Pointing records:
◆ ◆ ◆
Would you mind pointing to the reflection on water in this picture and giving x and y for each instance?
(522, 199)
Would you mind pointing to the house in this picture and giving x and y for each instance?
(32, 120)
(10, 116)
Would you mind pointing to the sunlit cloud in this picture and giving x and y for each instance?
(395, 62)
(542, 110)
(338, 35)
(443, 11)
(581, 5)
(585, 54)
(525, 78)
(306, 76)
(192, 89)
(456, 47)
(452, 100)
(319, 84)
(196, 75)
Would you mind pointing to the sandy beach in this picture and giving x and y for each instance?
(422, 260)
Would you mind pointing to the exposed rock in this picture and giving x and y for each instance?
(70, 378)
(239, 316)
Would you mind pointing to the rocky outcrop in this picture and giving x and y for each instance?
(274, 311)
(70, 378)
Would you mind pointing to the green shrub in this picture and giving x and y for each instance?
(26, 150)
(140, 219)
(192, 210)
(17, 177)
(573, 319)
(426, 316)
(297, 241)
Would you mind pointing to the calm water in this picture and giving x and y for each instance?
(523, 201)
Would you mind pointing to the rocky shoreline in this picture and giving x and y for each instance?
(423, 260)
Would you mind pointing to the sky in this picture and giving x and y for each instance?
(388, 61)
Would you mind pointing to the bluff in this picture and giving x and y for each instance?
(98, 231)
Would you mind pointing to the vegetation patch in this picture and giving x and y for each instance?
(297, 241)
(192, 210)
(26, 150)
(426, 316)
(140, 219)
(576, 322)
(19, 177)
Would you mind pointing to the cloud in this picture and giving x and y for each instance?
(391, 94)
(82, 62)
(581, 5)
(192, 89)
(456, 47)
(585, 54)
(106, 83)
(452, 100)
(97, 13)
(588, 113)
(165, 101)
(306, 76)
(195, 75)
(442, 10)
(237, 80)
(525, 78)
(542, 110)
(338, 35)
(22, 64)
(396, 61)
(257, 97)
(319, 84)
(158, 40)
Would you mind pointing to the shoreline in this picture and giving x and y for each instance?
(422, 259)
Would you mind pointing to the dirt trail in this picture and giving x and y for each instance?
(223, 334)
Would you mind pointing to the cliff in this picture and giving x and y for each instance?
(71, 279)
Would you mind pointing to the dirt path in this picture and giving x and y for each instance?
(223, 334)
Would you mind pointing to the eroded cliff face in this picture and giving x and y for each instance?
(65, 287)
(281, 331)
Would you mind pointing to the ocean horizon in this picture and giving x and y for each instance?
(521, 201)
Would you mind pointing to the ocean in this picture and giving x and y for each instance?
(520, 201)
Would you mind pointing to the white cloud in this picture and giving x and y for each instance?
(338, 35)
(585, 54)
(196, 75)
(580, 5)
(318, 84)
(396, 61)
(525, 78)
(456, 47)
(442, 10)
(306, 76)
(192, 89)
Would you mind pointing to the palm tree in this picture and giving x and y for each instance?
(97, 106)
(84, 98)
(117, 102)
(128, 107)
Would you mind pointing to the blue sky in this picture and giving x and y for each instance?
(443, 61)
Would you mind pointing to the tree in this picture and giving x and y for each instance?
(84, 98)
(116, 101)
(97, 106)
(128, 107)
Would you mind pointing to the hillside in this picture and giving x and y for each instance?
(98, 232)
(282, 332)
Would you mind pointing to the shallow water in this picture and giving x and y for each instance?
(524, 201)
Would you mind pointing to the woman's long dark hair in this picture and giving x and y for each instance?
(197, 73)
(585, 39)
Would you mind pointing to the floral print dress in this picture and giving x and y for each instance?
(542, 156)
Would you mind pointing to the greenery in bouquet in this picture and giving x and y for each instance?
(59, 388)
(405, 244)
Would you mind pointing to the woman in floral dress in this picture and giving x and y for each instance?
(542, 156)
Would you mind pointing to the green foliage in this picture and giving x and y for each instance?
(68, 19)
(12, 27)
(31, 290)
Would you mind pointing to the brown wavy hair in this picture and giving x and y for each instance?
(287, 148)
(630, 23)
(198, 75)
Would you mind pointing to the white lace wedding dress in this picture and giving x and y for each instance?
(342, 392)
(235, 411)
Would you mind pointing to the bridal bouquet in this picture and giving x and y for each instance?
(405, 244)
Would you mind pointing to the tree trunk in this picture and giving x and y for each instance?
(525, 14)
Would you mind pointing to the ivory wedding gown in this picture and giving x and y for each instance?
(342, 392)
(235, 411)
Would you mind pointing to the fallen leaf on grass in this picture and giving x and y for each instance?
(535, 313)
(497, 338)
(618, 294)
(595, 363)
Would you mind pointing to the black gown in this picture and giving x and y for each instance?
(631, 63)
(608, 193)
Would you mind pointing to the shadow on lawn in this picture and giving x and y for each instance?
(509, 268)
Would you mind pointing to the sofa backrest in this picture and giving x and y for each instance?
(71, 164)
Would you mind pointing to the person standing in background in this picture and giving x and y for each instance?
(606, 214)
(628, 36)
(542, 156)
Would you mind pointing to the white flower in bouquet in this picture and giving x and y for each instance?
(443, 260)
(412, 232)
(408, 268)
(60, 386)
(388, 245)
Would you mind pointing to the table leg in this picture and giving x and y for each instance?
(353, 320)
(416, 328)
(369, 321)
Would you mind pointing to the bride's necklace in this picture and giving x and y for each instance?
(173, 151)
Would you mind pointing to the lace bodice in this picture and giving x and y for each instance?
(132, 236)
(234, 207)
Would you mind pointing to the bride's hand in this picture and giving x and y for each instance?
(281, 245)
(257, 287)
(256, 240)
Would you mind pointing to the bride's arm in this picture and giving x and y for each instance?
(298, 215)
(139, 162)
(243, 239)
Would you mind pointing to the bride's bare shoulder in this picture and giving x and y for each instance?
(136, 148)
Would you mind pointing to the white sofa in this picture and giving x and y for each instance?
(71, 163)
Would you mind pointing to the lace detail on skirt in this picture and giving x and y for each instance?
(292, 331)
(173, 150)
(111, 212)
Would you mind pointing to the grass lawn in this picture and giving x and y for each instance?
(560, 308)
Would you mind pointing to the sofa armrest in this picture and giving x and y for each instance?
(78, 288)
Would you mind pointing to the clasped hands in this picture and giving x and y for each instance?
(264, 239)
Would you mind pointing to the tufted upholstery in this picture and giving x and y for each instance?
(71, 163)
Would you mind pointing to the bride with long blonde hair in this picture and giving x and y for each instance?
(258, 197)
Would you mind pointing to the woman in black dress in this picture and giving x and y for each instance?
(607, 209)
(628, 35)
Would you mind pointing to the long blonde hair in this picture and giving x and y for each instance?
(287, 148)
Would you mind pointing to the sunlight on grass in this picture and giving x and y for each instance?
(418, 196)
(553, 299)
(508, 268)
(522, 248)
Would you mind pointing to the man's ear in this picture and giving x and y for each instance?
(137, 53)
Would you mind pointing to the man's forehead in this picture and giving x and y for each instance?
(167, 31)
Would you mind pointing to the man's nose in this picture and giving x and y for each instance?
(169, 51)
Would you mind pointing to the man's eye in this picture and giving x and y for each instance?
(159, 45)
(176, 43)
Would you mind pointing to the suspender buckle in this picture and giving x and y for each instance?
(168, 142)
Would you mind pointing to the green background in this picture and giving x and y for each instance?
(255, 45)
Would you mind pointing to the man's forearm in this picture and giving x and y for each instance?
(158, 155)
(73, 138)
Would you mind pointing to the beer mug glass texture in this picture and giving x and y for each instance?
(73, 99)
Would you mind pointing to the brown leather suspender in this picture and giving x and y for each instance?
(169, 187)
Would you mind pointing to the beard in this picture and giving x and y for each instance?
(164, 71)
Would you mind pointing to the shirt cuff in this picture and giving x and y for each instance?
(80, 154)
◆ ◆ ◆
◆ WRITTEN EXERCISE:
Starting at the line that contains "Would you mind pointing to the man's forearm", quote each remaining line of the entries above, unchanged.

◆ EXERCISE ANSWER:
Would you mind pointing to the man's forearm in this picture and giving x and y for each instance?
(158, 155)
(73, 138)
Would you mind pointing to the beer mug glass texture in this picture and giving x and y for each instance?
(73, 99)
Would you mind pointing to the brown leather suspender in this picture and giving x and y for each instance?
(169, 187)
Would you mind pointing to the beard in this picture and giving x and y for each instance?
(164, 71)
Would you mind pointing to the shirt cuff in this picture and giving x and y for each instance?
(80, 154)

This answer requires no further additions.